EXERCISE DETAILS -
Format the lines below as a numbered list, skipping any blank lines, and leave the pictures out of your answer.

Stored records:
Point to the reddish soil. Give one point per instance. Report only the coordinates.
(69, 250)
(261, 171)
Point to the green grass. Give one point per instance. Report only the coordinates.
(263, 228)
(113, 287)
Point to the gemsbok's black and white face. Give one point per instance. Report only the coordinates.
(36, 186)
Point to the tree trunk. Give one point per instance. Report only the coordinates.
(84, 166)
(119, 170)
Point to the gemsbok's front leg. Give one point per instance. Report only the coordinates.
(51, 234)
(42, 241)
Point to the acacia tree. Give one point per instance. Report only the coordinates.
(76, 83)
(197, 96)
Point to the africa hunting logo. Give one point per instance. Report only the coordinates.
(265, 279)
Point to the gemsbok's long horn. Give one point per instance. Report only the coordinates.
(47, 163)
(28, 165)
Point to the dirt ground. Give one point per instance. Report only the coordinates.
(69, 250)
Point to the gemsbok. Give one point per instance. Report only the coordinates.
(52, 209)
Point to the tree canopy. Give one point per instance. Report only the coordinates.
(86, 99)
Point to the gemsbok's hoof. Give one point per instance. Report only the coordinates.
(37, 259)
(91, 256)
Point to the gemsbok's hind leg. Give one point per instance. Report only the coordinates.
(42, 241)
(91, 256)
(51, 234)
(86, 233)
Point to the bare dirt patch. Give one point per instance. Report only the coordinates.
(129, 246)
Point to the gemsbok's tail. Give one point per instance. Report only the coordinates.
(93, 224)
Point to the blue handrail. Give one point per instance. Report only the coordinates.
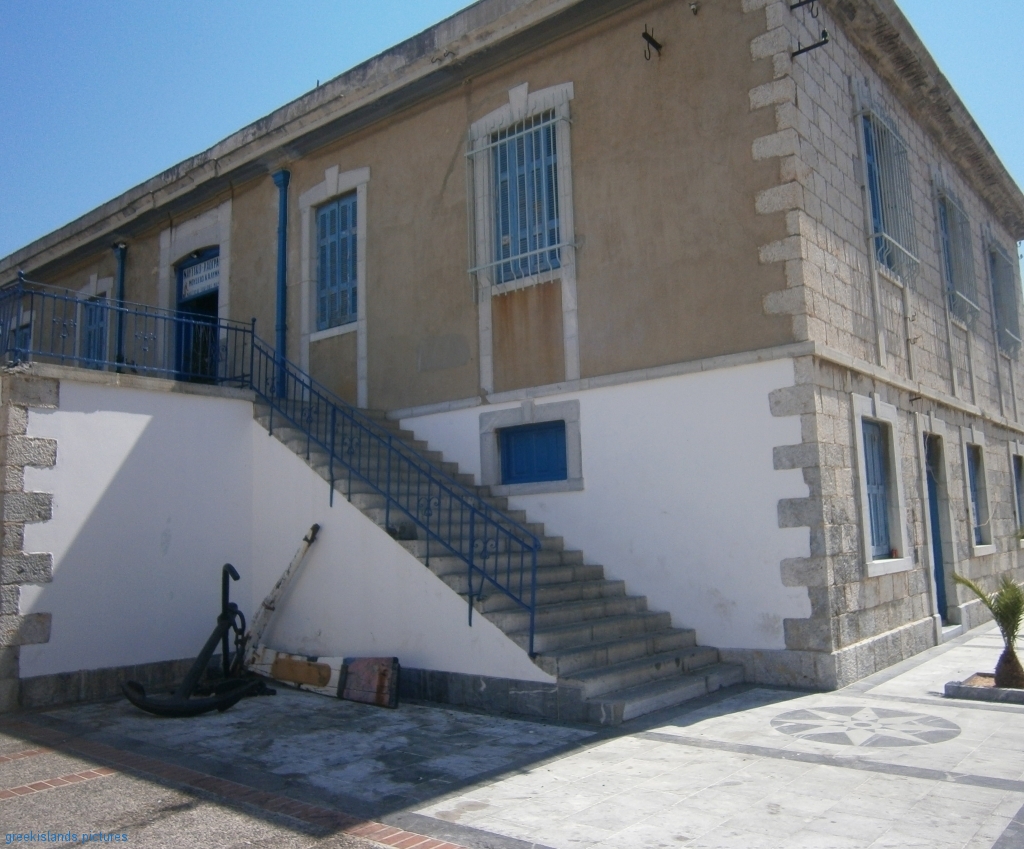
(39, 324)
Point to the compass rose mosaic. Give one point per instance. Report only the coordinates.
(853, 725)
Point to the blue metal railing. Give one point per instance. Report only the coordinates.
(64, 328)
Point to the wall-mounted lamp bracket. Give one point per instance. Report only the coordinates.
(809, 47)
(651, 42)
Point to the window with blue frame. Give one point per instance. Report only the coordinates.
(877, 475)
(534, 453)
(979, 496)
(1019, 489)
(957, 258)
(336, 264)
(525, 198)
(889, 196)
(1006, 300)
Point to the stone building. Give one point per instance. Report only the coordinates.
(731, 308)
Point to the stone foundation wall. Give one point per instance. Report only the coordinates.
(18, 393)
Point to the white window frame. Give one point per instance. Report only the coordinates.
(873, 409)
(529, 413)
(974, 436)
(890, 189)
(522, 104)
(335, 184)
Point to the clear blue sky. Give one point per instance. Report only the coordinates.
(97, 96)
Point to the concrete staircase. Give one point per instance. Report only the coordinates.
(613, 659)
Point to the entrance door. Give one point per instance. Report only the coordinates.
(94, 312)
(196, 332)
(936, 492)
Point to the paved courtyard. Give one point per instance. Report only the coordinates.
(888, 762)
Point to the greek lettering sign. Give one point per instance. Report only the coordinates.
(201, 278)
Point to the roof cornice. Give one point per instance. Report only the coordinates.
(480, 36)
(889, 43)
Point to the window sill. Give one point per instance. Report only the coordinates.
(335, 331)
(538, 487)
(524, 283)
(889, 565)
(889, 273)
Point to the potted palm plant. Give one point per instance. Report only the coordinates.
(1007, 606)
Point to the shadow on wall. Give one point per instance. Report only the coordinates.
(151, 497)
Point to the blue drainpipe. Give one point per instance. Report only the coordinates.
(120, 253)
(281, 180)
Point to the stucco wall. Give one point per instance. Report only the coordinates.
(680, 496)
(154, 492)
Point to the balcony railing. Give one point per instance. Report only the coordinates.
(43, 325)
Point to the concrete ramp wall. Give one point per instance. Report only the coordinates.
(123, 537)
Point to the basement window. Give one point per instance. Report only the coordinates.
(534, 453)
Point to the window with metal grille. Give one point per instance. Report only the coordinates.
(336, 263)
(534, 453)
(888, 175)
(979, 497)
(877, 475)
(1019, 489)
(94, 339)
(957, 258)
(1000, 270)
(525, 198)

THE RESPONSE -
1. Point to the reddish soil. Give one point per instance. Report only the coordinates.
2. (69, 250)
3. (261, 171)
4. Point to the green grass. Give one point per instance. Report only the coordinates.
5. (263, 228)
6. (113, 287)
7. Point to the gemsbok's black and white face. Give one point per instance. Report only the coordinates.
8. (36, 186)
9. Point to the tree trunk. Give one point per instance. Report only the coordinates.
10. (84, 166)
11. (119, 170)
12. Point to the gemsbok's front leg. Give one point per instance. Report only the coordinates.
13. (51, 234)
14. (42, 241)
15. Point to the acacia tree. Give one point per instance. Report only the coordinates.
16. (76, 83)
17. (197, 96)
18. Point to the africa hunting logo. Give one point per instance. Report only the coordinates.
19. (265, 279)
20. Point to the gemsbok's long horn. Give one point per instance. Report only the coordinates.
21. (47, 163)
22. (28, 165)
23. Point to the dirt ground. Give one point per instance. Report only the coordinates.
24. (69, 250)
25. Point to the gemsbok. Give one point per instance. Report only the coordinates.
26. (52, 209)
27. Point to the tree canopy. Give one point per instance. Report only the coordinates.
28. (86, 99)
29. Point to the gemsbok's hoof. Give one point per instance. Report only the coordinates.
30. (37, 259)
31. (91, 256)
32. Point to the gemsbok's hind leg. Give one point per instance. Report only the coordinates.
33. (42, 241)
34. (91, 256)
35. (51, 234)
36. (86, 233)
37. Point to the bare dirt patch. Give one point per instance. Report only the coordinates.
38. (129, 246)
39. Point to the gemsbok's tail. Give one point per instance. Report only the coordinates.
40. (93, 224)
41. Point to the blue handrail. Give one point per instance. Report only the coordinates.
42. (39, 324)
43. Point to the compass rose mosaic. Give one point per instance. Report only the coordinates.
44. (853, 725)
45. Point to the blue metal railing. Give one point per instance. Report only the coordinates.
46. (64, 328)
47. Point to the wall-mounted lamp bracket. Give one point per instance. Report only the coordinates.
48. (809, 47)
49. (651, 42)
50. Point to the window with blue frame. Give one point per instance. Report only the coordinates.
51. (877, 475)
52. (534, 453)
53. (979, 496)
54. (1019, 489)
55. (957, 258)
56. (336, 264)
57. (525, 198)
58. (889, 196)
59. (1006, 300)
60. Point to the stone building. Give one point per instance. Report only the coordinates.
61. (731, 308)
62. Point to the stone foundation wall. Give one point per instance. Report only the coordinates.
63. (18, 393)
64. Point to the white window frame. Give one point per instance. Report only the coordinates.
65. (873, 409)
66. (529, 413)
67. (974, 436)
68. (890, 189)
69. (522, 104)
70. (335, 184)
71. Point to the clear blue sky. Give one point per instance. Report only the coordinates.
72. (97, 96)
73. Point to the concrete staircase. Give one point per instance. Report only the coordinates.
74. (613, 659)
75. Point to the entrance door. Give one point per instance. Report only the coordinates.
76. (94, 312)
77. (196, 332)
78. (936, 492)
79. Point to the paved courtyard. Give one point per instance. Report only the coordinates.
80. (888, 762)
81. Point to the greek lettering sign. Give one point per instance. Report only the coordinates.
82. (201, 278)
83. Point to the roof cornice. Give one point per instance. Report only the coordinates.
84. (480, 36)
85. (889, 43)
86. Point to the window sill. Give one point per instance. Report only the coordinates.
87. (335, 331)
88. (538, 487)
89. (524, 283)
90. (889, 565)
91. (889, 273)
92. Point to the potted palm plant. Give one point per instance. Report only the coordinates.
93. (1007, 606)
94. Point to the shadow on wall. Give one point per instance. Report only the coordinates.
95. (151, 497)
96. Point to the blue drainpipe. Give one point per instance. Report only the coordinates.
97. (120, 253)
98. (281, 180)
99. Point to the stucco wall. Give one point per instance. Report only the coordinates.
100. (680, 496)
101. (154, 492)
102. Point to the balcony railing. Give one point per instance. Report only the coordinates.
103. (43, 325)
104. Point to the concrete ramp wall. Give one point per instance. Report only the coordinates.
105. (123, 537)
106. Point to the basement window. Give one point per instance. Report only the coordinates.
107. (534, 453)
108. Point to the window with metal grille. Give one point per instance. Report only the coordinates.
109. (336, 263)
110. (534, 453)
111. (888, 175)
112. (979, 497)
113. (877, 475)
114. (1019, 489)
115. (94, 339)
116. (957, 258)
117. (1000, 270)
118. (525, 198)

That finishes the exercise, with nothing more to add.